Texte source:
◆ ◆ ◆ ◆ ◆

Une soirée très spéciale s’annonce à l’occasion du Disquaire Day le 21 avril au Fotomat’, où on retrouvera notamment Théophane Bertuit derrière les vinyles… On en a profité pour lui demander de nous parler plus en détails de ses nombreuses activités sonores et de son studio, Polyphone Records.
Polyphone Records : interview avec Théophane Bertuit
Publié le 16 avril 2018
Peux-tu nous présenter Polyphone Records et ce que tu y fais ?
Ça a commencé ici il y a trois ans, c’était le retour en Auvergne d’où je viens, j’ai été pendant 12 ans à Bruxelles et à Lille où j’ai monté un studio d’enregistrement. C’est donc un studio d’enregistrement au départ, mais là par exemple je vais avoir une pièce radiophonique de Alain Damasio qui va venir dans deux semaines avec des comédiens, on va faire du tournage en extérieur, du sound design, la musique, le montage, le mixage… Et là je suis en train de finir le mixage de Zaman Zaman en musique pure, et il y a aussi l’album de Koclair qui va arriver.
Et puis en parallèle il y a tout un pan de recherche sonore et d’expérimentation, c’est ce que je voulais faire en créant ce lieu, laisser de la place aux artistes pour qu’ils puissent faire de la recherche. Il y a peu de temps j’ai reçu Christine Groult de l’IRCAM, on a fait de la recherche, j’ai gravé des vinyles sur de la cire, c’était en lien avec une plasticienne donc pas vraiment musical mais plutôt sur le travail de la matière. Cette même semaine j’ai travaillé avec Raphael Maze sur des projections 16 mm qu’on a repassé sur bande, sur vinyle, là c’était un travail de recherche sur la saturation et la distorsion des supports, pour voir comment les supports trafiquent un son quelconque.

◆ ◆ ◆ ◆ ◆

Données fournies:

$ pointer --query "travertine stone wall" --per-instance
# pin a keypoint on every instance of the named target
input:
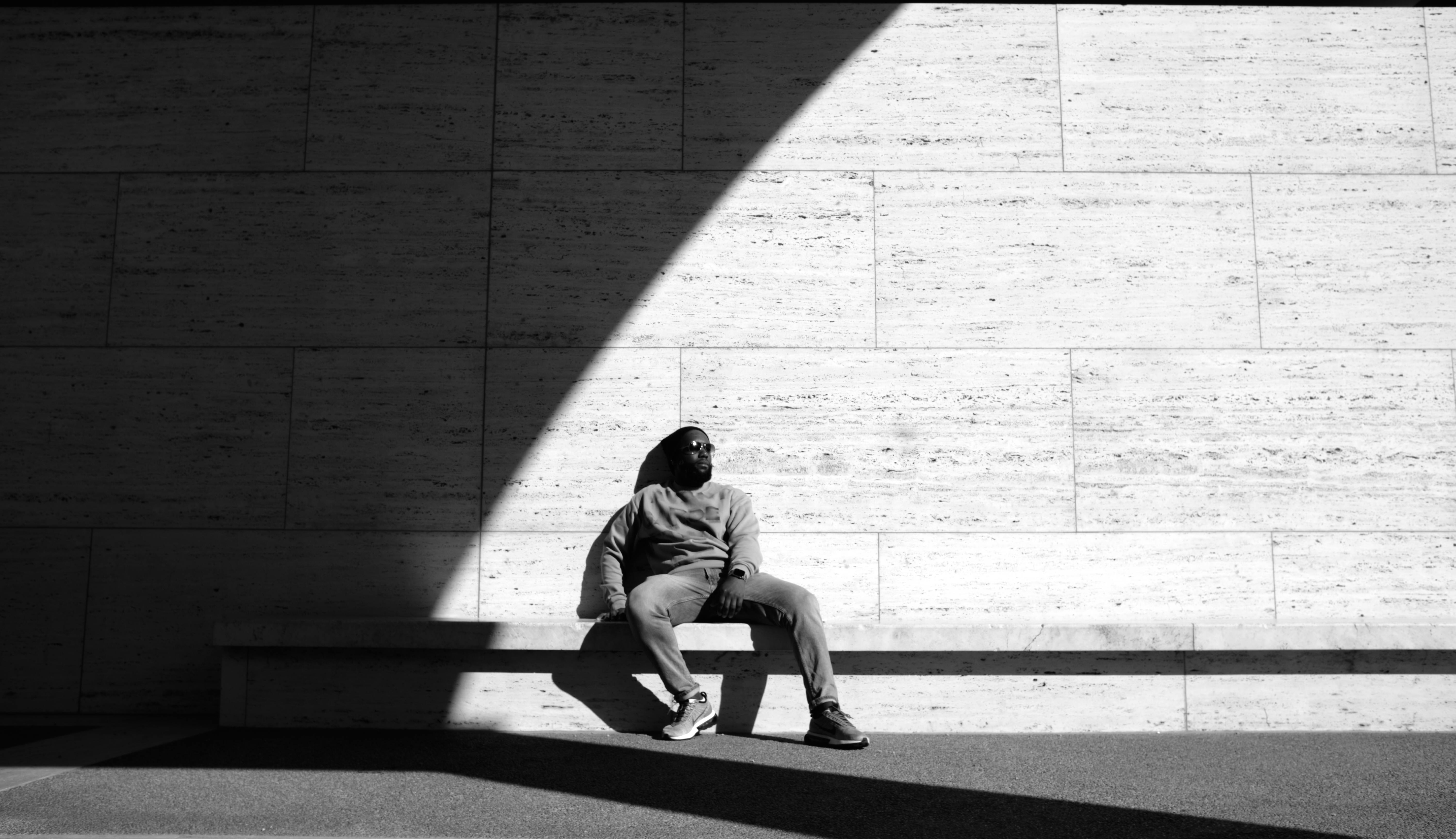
(1001, 314)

◆ ◆ ◆ ◆ ◆

Tâche courte:
Dans le texte source, reformulez sous forme de liste le paragraphe qui commence par « Et puis en parallèle », en gardant ses faits principaux.

Résultat final:
- À côté du studio existe tout un volet de recherche sonore et d'expérimentation. Le lieu a été créé pour laisser aux artistes de la place pour la recherche.
- Christine Groult, de l'IRCAM, y a été reçue récemment. Des vinyles ont été gravés sur de la cire en lien avec une plasticienne, dans un travail sur la matière plutôt que musical.
- La même semaine, un travail avec Raphael Maze a porté sur des projections 16 mm repassées sur bande et sur vinyle. C'était une recherche sur la saturation et la distorsion des supports, pour voir comment ils trafiquent un son quelconque.